**Excerpted data:**
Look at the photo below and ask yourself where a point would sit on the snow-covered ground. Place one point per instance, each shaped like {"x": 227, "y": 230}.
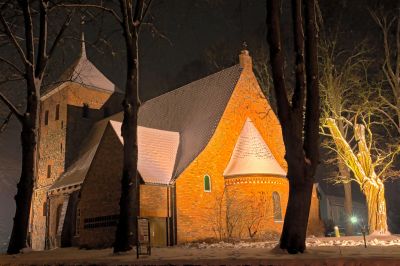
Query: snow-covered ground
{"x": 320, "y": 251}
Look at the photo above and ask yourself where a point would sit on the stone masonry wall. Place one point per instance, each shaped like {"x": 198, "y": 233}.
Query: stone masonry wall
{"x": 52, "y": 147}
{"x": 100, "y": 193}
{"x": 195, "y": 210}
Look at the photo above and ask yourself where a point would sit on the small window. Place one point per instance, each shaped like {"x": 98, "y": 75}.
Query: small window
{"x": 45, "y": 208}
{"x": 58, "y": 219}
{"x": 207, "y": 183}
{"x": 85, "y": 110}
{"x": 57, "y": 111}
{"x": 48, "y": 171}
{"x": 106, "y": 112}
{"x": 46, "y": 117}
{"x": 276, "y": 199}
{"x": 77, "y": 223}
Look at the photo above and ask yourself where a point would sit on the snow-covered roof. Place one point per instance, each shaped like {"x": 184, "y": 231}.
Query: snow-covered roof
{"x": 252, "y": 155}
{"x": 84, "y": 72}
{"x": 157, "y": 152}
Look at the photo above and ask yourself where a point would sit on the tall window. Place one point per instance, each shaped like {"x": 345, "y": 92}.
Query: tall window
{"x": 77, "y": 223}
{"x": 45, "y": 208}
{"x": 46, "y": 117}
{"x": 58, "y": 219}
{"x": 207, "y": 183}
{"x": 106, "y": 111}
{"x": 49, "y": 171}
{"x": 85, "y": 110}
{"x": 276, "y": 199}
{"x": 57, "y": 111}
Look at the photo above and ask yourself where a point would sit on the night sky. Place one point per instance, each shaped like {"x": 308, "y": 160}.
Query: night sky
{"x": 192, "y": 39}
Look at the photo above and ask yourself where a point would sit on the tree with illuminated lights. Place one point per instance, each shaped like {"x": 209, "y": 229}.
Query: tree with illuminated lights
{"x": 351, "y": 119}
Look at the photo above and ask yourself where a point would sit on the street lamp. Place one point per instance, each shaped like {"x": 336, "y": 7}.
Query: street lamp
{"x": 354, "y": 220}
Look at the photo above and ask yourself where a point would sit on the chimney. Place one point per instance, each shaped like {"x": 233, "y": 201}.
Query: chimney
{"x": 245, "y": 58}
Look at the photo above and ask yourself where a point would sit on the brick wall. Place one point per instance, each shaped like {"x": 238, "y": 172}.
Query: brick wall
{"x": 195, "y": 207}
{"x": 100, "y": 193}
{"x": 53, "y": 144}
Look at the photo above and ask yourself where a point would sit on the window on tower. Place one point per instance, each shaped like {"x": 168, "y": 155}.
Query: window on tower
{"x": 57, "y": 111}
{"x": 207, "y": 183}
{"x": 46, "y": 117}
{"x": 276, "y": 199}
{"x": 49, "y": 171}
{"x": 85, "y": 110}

...

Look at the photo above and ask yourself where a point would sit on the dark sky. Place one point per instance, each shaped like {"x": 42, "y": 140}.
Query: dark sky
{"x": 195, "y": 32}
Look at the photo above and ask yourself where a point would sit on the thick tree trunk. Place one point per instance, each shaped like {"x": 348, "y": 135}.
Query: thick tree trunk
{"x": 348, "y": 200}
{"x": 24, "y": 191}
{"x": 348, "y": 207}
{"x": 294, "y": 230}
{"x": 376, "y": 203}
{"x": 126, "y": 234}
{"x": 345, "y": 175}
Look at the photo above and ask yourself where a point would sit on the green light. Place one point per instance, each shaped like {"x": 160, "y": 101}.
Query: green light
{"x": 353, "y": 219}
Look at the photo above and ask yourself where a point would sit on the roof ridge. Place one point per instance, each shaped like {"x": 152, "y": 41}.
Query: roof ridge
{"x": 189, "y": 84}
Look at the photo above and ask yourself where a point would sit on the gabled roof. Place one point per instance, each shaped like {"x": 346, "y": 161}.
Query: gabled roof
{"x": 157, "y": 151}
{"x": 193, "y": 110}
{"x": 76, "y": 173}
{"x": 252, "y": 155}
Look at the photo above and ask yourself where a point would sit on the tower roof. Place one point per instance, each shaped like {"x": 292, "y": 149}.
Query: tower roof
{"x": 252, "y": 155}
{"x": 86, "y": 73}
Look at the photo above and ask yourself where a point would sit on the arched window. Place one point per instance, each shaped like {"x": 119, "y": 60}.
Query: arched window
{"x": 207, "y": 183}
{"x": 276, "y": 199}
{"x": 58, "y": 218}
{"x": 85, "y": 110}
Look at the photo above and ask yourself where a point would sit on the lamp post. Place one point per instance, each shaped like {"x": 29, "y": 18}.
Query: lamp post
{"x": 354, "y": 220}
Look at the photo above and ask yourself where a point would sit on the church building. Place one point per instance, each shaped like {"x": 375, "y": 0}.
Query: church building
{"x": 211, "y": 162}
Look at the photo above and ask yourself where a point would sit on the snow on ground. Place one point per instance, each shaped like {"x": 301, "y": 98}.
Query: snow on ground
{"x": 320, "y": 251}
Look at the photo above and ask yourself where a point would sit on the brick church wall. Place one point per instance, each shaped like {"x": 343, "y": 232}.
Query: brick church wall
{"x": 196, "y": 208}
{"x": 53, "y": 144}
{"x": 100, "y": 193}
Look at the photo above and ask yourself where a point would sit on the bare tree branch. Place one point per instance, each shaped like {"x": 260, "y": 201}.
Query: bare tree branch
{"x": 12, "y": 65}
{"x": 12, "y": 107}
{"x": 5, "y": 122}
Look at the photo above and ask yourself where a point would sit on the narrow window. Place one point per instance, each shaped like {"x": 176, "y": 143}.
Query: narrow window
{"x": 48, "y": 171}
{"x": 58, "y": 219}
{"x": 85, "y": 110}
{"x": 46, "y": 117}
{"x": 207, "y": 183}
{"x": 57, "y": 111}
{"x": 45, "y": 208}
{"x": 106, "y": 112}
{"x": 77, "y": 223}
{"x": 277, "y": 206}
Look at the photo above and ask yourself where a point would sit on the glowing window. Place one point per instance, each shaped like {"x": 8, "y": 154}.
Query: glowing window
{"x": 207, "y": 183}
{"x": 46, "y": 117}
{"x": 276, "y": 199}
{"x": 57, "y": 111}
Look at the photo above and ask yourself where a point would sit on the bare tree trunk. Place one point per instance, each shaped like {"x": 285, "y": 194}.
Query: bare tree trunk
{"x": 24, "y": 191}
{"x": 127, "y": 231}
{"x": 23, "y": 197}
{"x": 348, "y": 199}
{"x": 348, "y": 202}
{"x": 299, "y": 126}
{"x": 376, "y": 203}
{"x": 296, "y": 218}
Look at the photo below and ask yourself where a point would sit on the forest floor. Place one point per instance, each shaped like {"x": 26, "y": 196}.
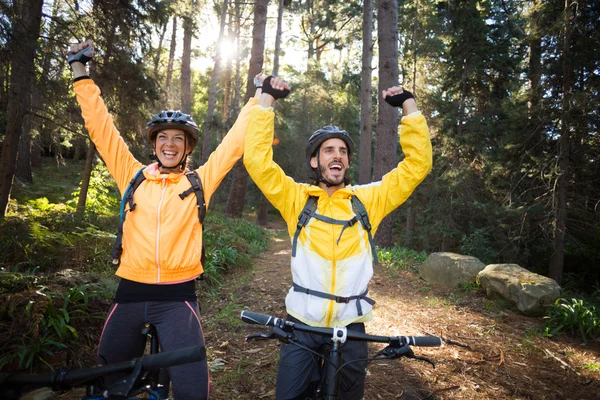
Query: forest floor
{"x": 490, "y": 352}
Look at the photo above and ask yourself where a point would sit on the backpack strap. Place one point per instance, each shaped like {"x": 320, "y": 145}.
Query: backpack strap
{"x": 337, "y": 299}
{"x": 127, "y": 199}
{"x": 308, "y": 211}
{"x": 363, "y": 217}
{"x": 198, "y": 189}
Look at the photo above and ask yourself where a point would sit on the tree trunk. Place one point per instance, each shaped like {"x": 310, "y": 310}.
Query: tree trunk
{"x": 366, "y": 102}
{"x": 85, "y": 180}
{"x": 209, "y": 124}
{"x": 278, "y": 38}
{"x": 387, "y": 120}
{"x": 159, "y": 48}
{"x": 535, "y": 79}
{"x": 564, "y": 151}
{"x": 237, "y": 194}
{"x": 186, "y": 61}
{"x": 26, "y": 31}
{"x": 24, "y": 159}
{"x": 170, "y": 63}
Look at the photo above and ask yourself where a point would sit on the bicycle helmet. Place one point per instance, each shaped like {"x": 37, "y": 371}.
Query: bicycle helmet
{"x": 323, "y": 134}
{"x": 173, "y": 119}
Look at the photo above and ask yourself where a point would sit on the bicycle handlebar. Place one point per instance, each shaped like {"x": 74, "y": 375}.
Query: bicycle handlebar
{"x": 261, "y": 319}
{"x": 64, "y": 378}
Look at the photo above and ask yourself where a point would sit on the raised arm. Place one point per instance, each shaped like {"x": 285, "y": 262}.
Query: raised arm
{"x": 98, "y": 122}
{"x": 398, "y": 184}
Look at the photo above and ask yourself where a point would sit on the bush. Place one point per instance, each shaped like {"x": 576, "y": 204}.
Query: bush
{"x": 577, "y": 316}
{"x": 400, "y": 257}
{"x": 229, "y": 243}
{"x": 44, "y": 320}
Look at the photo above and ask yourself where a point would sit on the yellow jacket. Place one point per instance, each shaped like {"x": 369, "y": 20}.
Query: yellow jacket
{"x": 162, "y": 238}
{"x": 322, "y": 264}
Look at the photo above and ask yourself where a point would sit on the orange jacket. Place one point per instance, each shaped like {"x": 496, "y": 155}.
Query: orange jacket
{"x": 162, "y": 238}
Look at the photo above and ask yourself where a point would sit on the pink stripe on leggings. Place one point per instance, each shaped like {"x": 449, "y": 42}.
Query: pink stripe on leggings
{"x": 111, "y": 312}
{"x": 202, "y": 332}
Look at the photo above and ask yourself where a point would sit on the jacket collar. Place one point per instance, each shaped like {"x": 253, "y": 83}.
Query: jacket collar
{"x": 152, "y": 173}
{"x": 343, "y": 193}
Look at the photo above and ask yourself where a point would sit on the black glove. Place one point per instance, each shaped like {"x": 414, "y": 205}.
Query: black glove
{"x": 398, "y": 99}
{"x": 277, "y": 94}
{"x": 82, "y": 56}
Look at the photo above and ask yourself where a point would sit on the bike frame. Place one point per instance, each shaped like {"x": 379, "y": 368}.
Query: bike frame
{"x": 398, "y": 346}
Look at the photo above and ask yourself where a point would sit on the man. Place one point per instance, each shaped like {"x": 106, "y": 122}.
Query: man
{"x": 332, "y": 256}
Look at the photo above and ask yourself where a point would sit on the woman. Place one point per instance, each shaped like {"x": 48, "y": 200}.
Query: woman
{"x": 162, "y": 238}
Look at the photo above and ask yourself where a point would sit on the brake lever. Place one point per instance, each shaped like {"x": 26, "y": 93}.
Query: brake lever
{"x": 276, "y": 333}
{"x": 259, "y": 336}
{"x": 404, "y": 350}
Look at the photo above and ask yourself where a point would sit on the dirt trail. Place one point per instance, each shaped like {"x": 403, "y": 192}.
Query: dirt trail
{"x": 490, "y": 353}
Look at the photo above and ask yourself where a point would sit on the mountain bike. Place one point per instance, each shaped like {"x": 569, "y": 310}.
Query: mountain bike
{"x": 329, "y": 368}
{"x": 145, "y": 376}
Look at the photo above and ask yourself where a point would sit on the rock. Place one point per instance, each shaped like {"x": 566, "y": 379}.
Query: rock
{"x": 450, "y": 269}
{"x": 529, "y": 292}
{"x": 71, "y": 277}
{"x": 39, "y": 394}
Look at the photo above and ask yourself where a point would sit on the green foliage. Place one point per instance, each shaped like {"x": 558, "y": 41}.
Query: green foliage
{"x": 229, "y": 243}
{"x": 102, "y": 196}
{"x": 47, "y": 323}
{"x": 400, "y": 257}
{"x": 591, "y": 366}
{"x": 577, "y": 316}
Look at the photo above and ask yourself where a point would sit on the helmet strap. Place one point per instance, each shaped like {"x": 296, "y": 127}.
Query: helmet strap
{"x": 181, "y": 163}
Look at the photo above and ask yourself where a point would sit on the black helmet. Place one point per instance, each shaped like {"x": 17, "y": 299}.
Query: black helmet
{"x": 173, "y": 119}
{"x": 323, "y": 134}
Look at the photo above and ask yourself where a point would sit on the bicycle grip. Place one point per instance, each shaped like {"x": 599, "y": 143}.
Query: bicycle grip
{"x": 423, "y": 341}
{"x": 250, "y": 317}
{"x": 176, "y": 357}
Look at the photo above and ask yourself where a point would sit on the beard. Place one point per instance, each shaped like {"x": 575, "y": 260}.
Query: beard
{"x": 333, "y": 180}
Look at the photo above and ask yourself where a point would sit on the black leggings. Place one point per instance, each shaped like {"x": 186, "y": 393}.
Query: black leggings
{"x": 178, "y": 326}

**Given exercise:** Filter the records above down to the lines that contain the string "trail", and copy each of those lines.

**Task output:**
Look at the photo above and ask yourself where a point would sit on the dirt trail. Place one point per instance, each shaped like {"x": 403, "y": 192}.
Query: dirt trail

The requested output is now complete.